(Coordinate labeling data)

begin

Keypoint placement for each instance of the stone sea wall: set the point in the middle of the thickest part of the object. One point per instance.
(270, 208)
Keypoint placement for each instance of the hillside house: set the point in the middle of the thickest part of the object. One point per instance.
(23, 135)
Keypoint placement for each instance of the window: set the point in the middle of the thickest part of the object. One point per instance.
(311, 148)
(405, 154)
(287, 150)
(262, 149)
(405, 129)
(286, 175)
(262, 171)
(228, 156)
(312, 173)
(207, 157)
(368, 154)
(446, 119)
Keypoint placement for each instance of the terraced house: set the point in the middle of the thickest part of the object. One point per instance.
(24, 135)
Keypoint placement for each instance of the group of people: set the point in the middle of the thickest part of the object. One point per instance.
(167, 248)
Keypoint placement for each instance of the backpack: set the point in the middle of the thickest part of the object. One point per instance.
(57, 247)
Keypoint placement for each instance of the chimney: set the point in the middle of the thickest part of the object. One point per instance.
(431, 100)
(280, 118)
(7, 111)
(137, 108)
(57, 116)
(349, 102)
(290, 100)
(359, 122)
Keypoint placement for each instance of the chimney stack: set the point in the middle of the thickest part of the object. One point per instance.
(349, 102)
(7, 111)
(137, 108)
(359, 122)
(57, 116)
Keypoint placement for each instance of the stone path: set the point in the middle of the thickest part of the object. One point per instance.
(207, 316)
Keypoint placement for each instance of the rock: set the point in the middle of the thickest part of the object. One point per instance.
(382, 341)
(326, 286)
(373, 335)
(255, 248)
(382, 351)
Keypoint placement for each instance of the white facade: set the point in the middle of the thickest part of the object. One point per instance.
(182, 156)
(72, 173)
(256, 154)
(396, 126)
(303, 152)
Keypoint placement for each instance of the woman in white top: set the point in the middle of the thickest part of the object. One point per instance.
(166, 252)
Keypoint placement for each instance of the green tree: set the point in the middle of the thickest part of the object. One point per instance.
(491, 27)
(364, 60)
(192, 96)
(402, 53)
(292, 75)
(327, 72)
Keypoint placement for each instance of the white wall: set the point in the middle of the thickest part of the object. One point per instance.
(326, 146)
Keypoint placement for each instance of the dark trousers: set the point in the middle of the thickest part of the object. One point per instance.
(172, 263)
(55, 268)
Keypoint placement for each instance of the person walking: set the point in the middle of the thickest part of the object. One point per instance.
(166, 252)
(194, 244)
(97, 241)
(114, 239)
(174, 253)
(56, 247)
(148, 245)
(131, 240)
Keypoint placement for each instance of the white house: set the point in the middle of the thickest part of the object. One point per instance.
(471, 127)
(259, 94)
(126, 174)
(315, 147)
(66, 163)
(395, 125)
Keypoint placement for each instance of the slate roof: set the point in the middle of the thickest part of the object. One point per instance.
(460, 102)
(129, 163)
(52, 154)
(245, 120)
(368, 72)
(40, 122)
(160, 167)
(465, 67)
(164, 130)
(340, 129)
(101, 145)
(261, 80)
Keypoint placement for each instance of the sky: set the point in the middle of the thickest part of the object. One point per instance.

end

== Your goal ==
Rewrite all of the items above, changing "thickest part" to "widest part" wherever it occurs and keeping everything else the same.

== Written response ==
Keypoint placement for each instance of the stone sea wall: set the point in the middle of the widest part of the object. One point per instance.
(270, 208)
Keypoint placement for each instance of the hillside house: set the point in the middle of the widest part of the object. One point per instance.
(23, 135)
Keypoint placement for each instance of the window: set the point in the middle of the widest part of the object. One point per instance.
(311, 148)
(405, 154)
(287, 150)
(262, 149)
(405, 129)
(286, 175)
(262, 171)
(228, 156)
(312, 173)
(207, 157)
(368, 154)
(446, 119)
Keypoint placement for each instance of the terraced house: set the point in the middle of the widest part of the object. One point per instance.
(24, 135)
Keypoint placement for each instance of the group of people: set the point in the middle of the widest part of the object. One point per instance.
(167, 248)
Keypoint placement for each instance of the backpack: set the point in the middle of the widest part of the object. One point per instance.
(57, 247)
Keypoint placement for each instance of the chimney: set the point in the middle of the widest part of the object. One point per instance.
(431, 100)
(280, 118)
(7, 111)
(137, 108)
(57, 116)
(349, 102)
(290, 100)
(359, 122)
Keypoint placement for each instance of the chimney stack: set the point in the middle of the widest part of the object. One point per instance.
(349, 102)
(7, 111)
(137, 108)
(359, 122)
(57, 116)
Keypoint placement for each instance of the stone path: set the point in the middle of the widest part of the object. One point per instance.
(207, 316)
Keypoint placement for each instance of the rock: set the point in the middle of the widest part of the object. One point per instance.
(382, 341)
(326, 286)
(373, 335)
(255, 248)
(382, 351)
Keypoint placement for each instance of the white facade: set the point in the middle of the widest part of the object. One point per instance.
(182, 156)
(72, 173)
(256, 154)
(396, 126)
(303, 152)
Keypoint placement for each instance of the woman in white top: set the point in the middle of the widest part of the object. One point per instance.
(166, 252)
Keypoint placement for each instance of the green tree: set the point in the middle of the widest part of the object. One point per instance.
(491, 27)
(364, 60)
(192, 96)
(402, 53)
(292, 75)
(327, 72)
Keypoint placement for each instance of the white wall: set the point in the middle of the widest part of the object. One point per instance.
(326, 146)
Keypoint placement for each instance of the dark trousers: set the point in the middle of the widest part of the object. One point per instance.
(172, 263)
(55, 268)
Keypoint placement for each instance of the person walking: set the point in the middle of the widest part of the object. One point per instance.
(166, 252)
(194, 244)
(97, 241)
(114, 239)
(174, 253)
(56, 247)
(148, 245)
(131, 240)
Keypoint placement for each instance of the white house: set the point in the middle of the widest part of the object. One point per instance.
(471, 127)
(259, 94)
(126, 174)
(315, 147)
(66, 163)
(395, 125)
Keypoint placement for each instance of the slate roof: set the point in the middle of the widest part of the object. One point per instance.
(460, 102)
(129, 163)
(52, 154)
(245, 120)
(368, 72)
(40, 122)
(160, 167)
(465, 67)
(164, 130)
(340, 129)
(101, 145)
(261, 80)
Keypoint placement for each instance of the sky: set the point in the middle of the widest part of the object. One point per instance.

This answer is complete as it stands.